What the task asks | Can you gather every line of the data below that contains the word "hair" and copy each one out in full?

------ Records for this exercise ------

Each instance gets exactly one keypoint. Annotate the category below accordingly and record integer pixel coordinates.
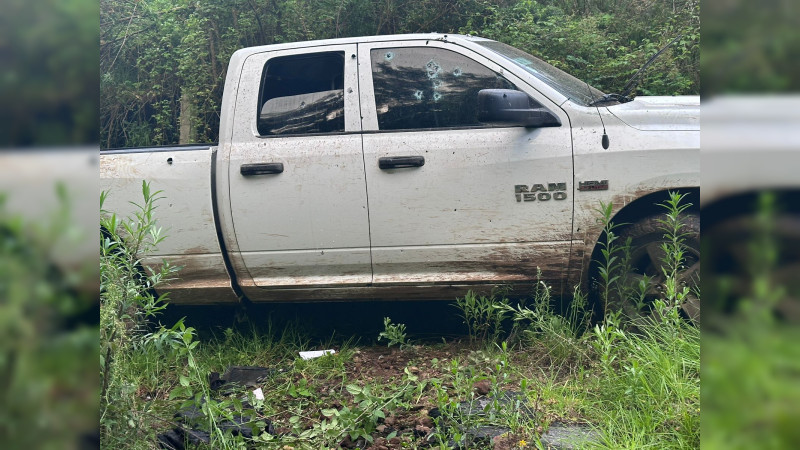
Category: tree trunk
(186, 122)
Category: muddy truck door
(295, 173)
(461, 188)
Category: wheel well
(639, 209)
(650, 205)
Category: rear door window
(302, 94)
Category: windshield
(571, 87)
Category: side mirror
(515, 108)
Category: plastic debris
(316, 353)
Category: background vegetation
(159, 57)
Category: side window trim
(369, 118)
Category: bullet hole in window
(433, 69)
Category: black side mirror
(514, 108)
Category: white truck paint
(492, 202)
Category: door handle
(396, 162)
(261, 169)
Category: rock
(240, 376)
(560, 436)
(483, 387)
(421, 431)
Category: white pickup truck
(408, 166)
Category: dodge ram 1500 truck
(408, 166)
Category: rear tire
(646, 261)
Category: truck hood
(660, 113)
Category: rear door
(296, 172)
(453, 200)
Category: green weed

------
------ Records for this exercise ------

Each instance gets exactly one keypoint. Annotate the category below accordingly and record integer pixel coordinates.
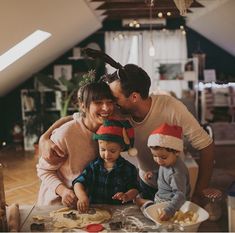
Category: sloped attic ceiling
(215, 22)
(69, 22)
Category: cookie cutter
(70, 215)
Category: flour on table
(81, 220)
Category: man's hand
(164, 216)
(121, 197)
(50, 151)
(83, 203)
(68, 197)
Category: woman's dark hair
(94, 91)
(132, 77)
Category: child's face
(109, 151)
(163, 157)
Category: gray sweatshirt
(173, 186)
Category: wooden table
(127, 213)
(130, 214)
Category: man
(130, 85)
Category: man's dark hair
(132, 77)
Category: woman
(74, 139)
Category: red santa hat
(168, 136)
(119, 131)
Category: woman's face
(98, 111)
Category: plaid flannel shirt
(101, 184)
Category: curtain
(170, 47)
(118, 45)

------
------ Records for this exercise ------

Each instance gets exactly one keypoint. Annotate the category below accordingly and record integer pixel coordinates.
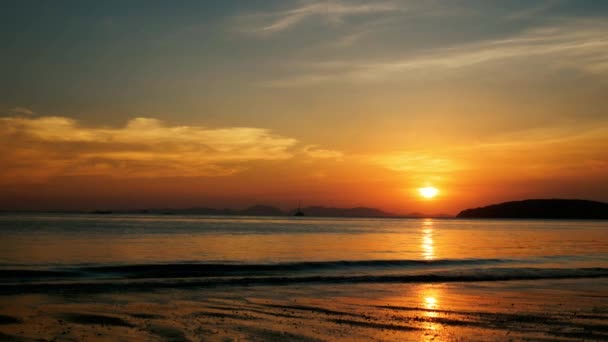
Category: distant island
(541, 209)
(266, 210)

------

Exercise solution |
Category: woman's dark hair
Category: man's dark hair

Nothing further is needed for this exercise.